■ SOURCE TEXT:
- - - - -
I care so paranoid about what people think about me that I'm concerned someone will post something negative about me on social media in the near future and the world will literally end. I know it's 100% irrational but I can't stop thinking about it. What do?
I don't know what to tell you bro. have something to drink.
>>27271426
Hmm, stop BLM first of all
>>27271515
Bureau of Land Management?
Sounds like social anxiety m8. I do the same thing. I drink to cope.
>>27271426
"Those who mind don't matter"
- Albert Einstein
#QuotesAboutLife
>>27271884
It's irrational that I believe a negative post about me will be utter devastation and apocalyptic, but for some reason I can't fucking stop thinking about it.
I feel you. One of my worst fears is having an embarassing video or picture of me go viral and I become a meme. Not a loved meme, like a pathetic meme that's the laughing stock of the internet.
>>27271979
I love your fear. I love the existencialism and absurdism you assign to it in order to cope.
- - - - -
■ INFORMATION SUPPLIED:
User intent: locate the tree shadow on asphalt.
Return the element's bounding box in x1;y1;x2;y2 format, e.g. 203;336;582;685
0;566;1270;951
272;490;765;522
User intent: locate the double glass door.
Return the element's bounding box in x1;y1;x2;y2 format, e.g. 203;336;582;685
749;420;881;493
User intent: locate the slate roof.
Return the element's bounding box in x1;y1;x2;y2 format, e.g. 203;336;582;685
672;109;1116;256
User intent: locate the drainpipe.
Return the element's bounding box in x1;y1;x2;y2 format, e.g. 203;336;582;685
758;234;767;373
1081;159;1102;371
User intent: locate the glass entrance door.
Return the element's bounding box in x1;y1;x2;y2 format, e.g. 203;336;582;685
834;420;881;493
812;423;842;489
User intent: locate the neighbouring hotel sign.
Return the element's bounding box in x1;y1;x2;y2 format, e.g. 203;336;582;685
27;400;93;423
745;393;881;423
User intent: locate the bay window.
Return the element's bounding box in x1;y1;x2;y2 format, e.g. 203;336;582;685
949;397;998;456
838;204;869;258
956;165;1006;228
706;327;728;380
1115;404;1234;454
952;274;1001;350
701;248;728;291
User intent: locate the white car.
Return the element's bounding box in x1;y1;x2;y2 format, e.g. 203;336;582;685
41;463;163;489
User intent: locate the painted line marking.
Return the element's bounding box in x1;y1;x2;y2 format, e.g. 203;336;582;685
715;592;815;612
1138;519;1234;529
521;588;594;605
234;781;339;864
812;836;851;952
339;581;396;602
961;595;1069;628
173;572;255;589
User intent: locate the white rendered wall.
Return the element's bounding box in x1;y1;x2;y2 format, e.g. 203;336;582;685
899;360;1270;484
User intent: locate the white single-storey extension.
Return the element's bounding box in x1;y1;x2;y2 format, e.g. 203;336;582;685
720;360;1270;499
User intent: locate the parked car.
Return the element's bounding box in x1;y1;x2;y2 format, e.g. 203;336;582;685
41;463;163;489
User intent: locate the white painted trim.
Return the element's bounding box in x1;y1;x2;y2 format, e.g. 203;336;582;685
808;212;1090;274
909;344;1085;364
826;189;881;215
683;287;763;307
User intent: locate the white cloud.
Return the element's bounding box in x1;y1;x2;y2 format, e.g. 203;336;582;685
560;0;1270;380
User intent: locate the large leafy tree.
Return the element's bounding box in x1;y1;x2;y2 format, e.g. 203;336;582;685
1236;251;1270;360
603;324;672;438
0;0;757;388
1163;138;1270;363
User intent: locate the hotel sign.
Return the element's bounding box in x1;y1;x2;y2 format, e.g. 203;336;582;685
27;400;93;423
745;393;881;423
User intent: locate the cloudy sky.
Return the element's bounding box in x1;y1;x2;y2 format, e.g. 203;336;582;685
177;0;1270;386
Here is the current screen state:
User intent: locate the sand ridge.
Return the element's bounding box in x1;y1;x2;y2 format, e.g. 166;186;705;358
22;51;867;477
- - - - -
■ WORK INSTRUCTIONS:
Reproduce the forum thread word for word, everything from "I care so paranoid" down to "of Land Management?".

■ ANSWER SPACE:
I care so paranoid about what people think about me that I'm concerned someone will post something negative about me on social media in the near future and the world will literally end. I know it's 100% irrational but I can't stop thinking about it. What do?
I don't know what to tell you bro. have something to drink.
>>27271426
Hmm, stop BLM first of all
>>27271515
Bureau of Land Management?